## PAGE
=====

Congrès des notaires (III) : des pistes pour optimiser l’usufruit

Publié le 17/08/2016

Réuni pour son 112e Congrès à Nantes du 6 au 8 juin dernier, le notariat a travaillé sur la propriété immobilière. La troisième commission a proposé des améliorations de la loi sur le mode d’organisation et la quatrième commission a recherché des solutions pratiques d’optimisation, notamment de l’usufruit.

Le 112e Congrès des notaires qui s’est tenu à Nantes début juin a consacré ses travaux à la propriété immobilière. Quatre commissions autour de l’immobilier et une vingtaine de propositions pour améliorer son droit. Animée par Anne Muzard et Thierry Vaillant, notaires à Paris (75), la troisième commission formule des solutions pour adapter le droit de propriété aux contraintes du temps, de l’espace, en laissant une large place à la volonté des parties et à l’anticipation toutes adoptées.

Pour une prescription de l’action personnelle en cinq ans

La première proposition vise à réduire le délai d’actions personnelles en copropriété pour le rendre plus cohérent avec le rythme actuel des affaires. Actuellement, le délai d’action est de dix ans. Or les notaires estiment que la possibilité de suspendre ou d’interrompre le délai risque de fragiliser les transactions immobilières, en l’absence d’obligation de publication des actions qui seraient introduites. Il préconise de ramener le délai des actions personnelles à cinq ans, un délai cohérent avec le droit commun et le rythme actuel des affaires.

=====

[Enregistrements issus d'un jeu de données]

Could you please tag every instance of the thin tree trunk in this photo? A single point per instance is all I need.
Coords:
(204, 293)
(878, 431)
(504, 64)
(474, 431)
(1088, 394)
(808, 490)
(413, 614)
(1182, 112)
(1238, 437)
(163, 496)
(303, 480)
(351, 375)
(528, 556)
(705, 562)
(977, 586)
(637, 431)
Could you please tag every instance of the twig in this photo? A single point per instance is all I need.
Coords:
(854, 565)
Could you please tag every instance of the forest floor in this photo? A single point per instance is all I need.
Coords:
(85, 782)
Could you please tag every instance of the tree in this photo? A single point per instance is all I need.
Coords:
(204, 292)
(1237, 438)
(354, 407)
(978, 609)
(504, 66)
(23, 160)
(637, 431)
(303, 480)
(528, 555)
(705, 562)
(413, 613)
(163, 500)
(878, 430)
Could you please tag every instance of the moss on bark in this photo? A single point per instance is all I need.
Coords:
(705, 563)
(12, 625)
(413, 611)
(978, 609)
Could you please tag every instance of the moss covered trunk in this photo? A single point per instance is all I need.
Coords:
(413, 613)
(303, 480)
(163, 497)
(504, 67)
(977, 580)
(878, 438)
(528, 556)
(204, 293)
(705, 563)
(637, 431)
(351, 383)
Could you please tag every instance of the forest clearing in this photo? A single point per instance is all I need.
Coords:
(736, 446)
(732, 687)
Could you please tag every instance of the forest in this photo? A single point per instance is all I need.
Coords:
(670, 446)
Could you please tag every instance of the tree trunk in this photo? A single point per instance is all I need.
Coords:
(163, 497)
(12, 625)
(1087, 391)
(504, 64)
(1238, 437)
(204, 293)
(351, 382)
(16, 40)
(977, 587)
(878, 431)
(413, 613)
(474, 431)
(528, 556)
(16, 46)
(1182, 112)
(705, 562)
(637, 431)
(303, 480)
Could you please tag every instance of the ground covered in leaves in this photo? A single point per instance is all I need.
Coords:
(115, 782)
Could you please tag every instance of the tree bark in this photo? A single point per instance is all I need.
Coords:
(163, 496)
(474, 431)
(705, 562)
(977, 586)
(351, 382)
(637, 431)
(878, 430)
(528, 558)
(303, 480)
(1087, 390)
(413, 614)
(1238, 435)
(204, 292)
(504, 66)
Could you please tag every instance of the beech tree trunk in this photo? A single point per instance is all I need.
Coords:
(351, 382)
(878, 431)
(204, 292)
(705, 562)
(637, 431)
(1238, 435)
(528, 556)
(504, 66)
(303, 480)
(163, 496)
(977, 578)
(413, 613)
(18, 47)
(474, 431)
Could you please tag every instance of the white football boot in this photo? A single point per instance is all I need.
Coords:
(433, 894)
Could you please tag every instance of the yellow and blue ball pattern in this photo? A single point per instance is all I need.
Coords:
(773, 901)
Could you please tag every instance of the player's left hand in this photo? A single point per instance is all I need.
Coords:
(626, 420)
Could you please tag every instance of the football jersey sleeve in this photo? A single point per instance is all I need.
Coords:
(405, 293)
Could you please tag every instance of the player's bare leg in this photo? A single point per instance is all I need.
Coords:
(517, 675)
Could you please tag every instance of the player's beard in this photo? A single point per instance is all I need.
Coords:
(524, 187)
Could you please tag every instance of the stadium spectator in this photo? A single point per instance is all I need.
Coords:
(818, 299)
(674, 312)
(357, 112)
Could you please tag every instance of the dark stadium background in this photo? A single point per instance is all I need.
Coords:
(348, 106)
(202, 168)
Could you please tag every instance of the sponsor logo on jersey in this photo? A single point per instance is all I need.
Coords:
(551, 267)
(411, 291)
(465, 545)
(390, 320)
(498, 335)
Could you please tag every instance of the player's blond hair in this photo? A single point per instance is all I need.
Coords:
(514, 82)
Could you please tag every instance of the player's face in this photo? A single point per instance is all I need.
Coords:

=====

## TRAVAIL À FAIRE
A – Recopiez le passage de l'article sur le congrès des notaires en commençant à "Publié le 17/08/2016" et en terminant à "l’anticipation toutes adoptées.".
B – Résumez l'article sur le congrès des notaires en deux phrases.
C – Reprenez l'article sur le congrès des notaires là où il s'arrête et poursuivez sa rédaction.

## RÉSULTATS PAR TÂCHE
A –
Publié le 17/08/2016

Réuni pour son 112e Congrès à Nantes du 6 au 8 juin dernier, le notariat a travaillé sur la propriété immobilière. La troisième commission a proposé des améliorations de la loi sur le mode d’organisation et la quatrième commission a recherché des solutions pratiques d’optimisation, notamment de l’usufruit.

Le 112e Congrès des notaires qui s’est tenu à Nantes début juin a consacré ses travaux à la propriété immobilière. Quatre commissions autour de l’immobilier et une vingtaine de propositions pour améliorer son droit. Animée par Anne Muzard et Thierry Vaillant, notaires à Paris (75), la troisième commission formule des solutions pour adapter le droit de propriété aux contraintes du temps, de l’espace, en laissant une large place à la volonté des parties et à l’anticipation toutes adoptées.

B – Réuni à Nantes du 6 au 8 juin pour son 112e Congrès, le notariat a consacré ses travaux à la propriété immobilière : la troisième commission a proposé des améliorations de la loi sur le mode d'organisation, et la quatrième a recherché des solutions pratiques d'optimisation, notamment de l'usufruit. La première proposition vise à réduire de dix à cinq ans le délai des actions personnelles en copropriété, afin de le rendre cohérent avec le droit commun et le rythme actuel des affaires.

C –
La deuxième proposition invite le législateur à créer une nouvelle cause d’extinction des servitudes conventionnelles. Aujourd’hui, la disparition de l’utilité est sans influence sur l’extinction d’une servitude, alors même que la réforme des contrats a prévu qu’un contrat valablement formé devient caduc si l’un de ses éléments essentiels disparaît (C. civ., art. 1187). Pour mettre le droit en cohérence, le notariat a proposé une modification de l’article 703 du Code civil : « les servitudes cessent lorsque les choses se trouvent en tel état qu’on ne peut plus en user ou en cas de disparition totale et irréversible des éléments essentiels qui avaient été à l’origine de leur création ». La quatrième proposition a cherché une solution visant à encadrer l’extinction de certaines servitudes d’urbanisme. Il s’agit de simplifier l’extinction des servitudes créées dans l’intérêt général et devenues obsolètes : par la délivrance d’une autorisation administrative contraire à une servitude, l’autorité administrative reconnaît son obsolescence mais la renonciation de l’autorité administrative ne se présume toutefois pas. Il est ainsi proposé d’insérer dans le Code de l’urbanisme que « toute servitude de droit privé créée en raison d’une exigence de l’autorité administrative dans l’intérêt général s’éteint lorsque, postérieurement, un document d’urbanisme ou une autorisation administrative contient des dispositions contraires à la servitude ».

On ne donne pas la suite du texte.